Write out every single entry exactly.

▸ **Entries from a point annotation set**:
────────

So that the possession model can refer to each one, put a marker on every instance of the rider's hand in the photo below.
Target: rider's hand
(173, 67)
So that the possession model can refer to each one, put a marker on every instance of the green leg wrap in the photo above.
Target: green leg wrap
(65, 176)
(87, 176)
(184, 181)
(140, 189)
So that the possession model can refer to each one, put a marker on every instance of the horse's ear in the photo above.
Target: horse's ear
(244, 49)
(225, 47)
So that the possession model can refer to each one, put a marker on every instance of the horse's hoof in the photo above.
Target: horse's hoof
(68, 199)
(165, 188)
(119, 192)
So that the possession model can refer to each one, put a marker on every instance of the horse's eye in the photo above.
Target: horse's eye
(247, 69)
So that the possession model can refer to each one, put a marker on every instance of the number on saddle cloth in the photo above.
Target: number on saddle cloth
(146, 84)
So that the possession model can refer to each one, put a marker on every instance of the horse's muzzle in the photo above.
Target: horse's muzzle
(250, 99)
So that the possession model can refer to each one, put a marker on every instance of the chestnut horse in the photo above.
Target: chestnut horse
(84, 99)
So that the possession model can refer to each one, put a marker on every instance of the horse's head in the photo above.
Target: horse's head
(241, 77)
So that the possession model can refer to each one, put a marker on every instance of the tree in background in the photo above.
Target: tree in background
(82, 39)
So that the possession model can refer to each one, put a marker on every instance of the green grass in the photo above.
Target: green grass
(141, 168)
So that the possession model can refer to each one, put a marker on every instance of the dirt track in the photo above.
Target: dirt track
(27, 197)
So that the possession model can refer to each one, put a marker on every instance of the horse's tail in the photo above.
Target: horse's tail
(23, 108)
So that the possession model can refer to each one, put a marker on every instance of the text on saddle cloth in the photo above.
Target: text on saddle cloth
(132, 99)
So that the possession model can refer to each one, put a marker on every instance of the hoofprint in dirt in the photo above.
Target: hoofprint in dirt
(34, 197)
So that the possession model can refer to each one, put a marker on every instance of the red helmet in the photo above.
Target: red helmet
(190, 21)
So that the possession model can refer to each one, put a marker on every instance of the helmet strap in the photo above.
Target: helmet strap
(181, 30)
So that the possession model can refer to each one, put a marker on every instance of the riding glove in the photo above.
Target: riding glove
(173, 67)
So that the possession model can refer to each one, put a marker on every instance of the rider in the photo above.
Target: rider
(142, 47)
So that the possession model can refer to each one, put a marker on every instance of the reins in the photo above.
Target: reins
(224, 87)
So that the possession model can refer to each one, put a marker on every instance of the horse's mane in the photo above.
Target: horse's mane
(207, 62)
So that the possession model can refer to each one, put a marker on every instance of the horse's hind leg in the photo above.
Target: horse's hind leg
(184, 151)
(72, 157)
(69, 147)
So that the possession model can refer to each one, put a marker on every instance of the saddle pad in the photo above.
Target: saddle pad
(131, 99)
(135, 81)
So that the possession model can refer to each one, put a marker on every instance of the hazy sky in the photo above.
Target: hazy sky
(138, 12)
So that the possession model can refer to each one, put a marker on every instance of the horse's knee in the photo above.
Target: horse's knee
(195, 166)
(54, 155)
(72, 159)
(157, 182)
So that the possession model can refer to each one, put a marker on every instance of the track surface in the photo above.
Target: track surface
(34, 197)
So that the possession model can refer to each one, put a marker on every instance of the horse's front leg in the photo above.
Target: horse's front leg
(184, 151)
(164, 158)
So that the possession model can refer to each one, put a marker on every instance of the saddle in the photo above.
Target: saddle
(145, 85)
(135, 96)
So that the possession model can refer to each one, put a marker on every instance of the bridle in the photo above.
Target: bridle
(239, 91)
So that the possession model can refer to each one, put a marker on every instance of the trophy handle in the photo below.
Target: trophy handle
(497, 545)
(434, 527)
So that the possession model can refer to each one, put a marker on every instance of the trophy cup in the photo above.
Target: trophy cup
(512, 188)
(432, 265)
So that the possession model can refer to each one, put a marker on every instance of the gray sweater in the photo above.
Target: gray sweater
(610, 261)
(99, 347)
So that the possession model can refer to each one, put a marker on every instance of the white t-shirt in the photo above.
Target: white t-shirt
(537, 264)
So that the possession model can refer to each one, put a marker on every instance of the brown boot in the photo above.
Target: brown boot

────────

▸ **Written solution**:
So that the possession model can refer to each one, put a marker on every instance of the rider's hand in the photo below.
Target: rider's hand
(173, 67)
So that the possession model can refer to each one, put a marker on every instance of the green leg wrap in the photo above.
Target: green leg wrap
(65, 176)
(87, 176)
(184, 181)
(140, 189)
So that the possession model can refer to each one, put a marker on every instance of the horse's ear in the photo above.
Target: horse's ear
(244, 49)
(225, 47)
So that the possession model can refer to each one, put a marker on every instance of the horse's hoof in the photo above.
Target: horse's hoof
(68, 199)
(165, 188)
(119, 192)
So that the possession model can refer to each one, put a marker on every instance of the horse's eye in the photo above.
Target: horse's eye
(247, 69)
So that the possession model can refer to each one, put a marker on every instance of the number on saddle cloth in the photo above.
Target: number on saddle cloth
(146, 84)
So that the possession model can refer to each one, put a marker on every instance of the horse's muzzle in the photo above.
Target: horse's muzzle
(250, 99)
So that the possession model can refer to each one, put a marker on every instance of the chestnut horse in the photo above.
Target: chestnut horse
(84, 99)
So that the possession model can refer to each one, put a marker on every instance of the horse's head in the photo above.
Target: horse's head
(241, 77)
So that the possession model can refer to each one, put a marker on every instance of the tree in background in the photo above.
Target: tree in background
(82, 39)
So that the possession model can refer to each one, put a marker on every instance of the green grass in the photo above.
Target: green grass
(141, 168)
So that the possession model can refer to each one, put a marker on every instance of the dirt track in the photo above.
Target: dirt track
(27, 197)
So that the possession model can refer to each one, put a marker on every instance of the horse's tail in the photo above.
Target: horse's tail
(23, 108)
So that the possession model can refer to each one, put a marker on every instance of the text on saddle cloth in the photo above.
Target: text on saddle cloth
(132, 99)
So that the possession model can refer to each one, put a marker on every instance of the hoofprint in dirt in the photo above.
Target: hoofprint in dirt
(34, 197)
So that the possession model can refer to each one, put a marker on every instance of the red helmet in the photo above.
Target: red helmet
(190, 21)
So that the possession model can refer to each one, put a marker on every instance of the helmet strap in the photo above.
Target: helmet strap
(181, 30)
So that the possession model can refer to each one, put a marker on every instance of the riding glove in the photo above.
Target: riding glove
(173, 67)
So that the possession model can refer to each one, put a marker on every instance of the rider in the photo above.
Target: rider
(142, 47)
So that the possession model can refer to each one, put a marker on every instance of the reins in the photo above.
Target: reins
(224, 87)
So that the possession model can refer to each one, put a marker on every instance of the horse's mane in the photo above.
Target: horse's mane
(207, 62)
So that the possession model can refer to each one, put a marker on every instance of the horse's hind leg in the photo above.
Target: horse's hind leg
(184, 151)
(72, 157)
(69, 147)
So that the possession model can refer to each one, put a marker on every instance of the saddle pad in the photo above.
Target: saddle pad
(131, 99)
(135, 81)
So that the possession model can refer to each one, put a marker on every instance of the hazy sky in the photo above.
Target: hazy sky
(138, 12)
So that the possession model can refer to each one, put a marker on every instance of the horse's knee in the photo above.
Target: horse's knee
(195, 166)
(54, 155)
(72, 159)
(157, 182)
So that the possession model can refer to each one, put a marker on every instance of the track surface in the photo above.
Target: track surface
(34, 197)
So that the possession model can refer to each one, put a marker on every instance of the horse's front leg in the photo above.
Target: horse's front leg
(184, 151)
(164, 158)
So that the possession model can refer to each one, put a marker on every instance of the saddle in the photo above.
Target: saddle
(145, 85)
(135, 96)
So that the possession model can refer to each one, put a marker on every instance of the bridle in the photo above.
Target: bridle
(239, 91)
So that the possession model can refer to each one, put a marker on every instance of the trophy handle in the photo below.
Target: trophy handle
(497, 545)
(434, 527)
So that the possession model can refer to each one, put a marker on every instance of the trophy cup in the photo above.
Target: trophy cup
(512, 188)
(432, 265)
So that the possession model can refer to each one, put a marker on every instance of the gray sweater in the photo above.
Target: gray sweater
(610, 261)
(99, 347)
So that the possession model can refer to each one, put a marker on every instance of the white t-shirt in the photo above.
Target: white t-shirt
(537, 264)
So that the possession model can refer to each one, put a marker on every instance of the brown boot in the photo above.
Target: brown boot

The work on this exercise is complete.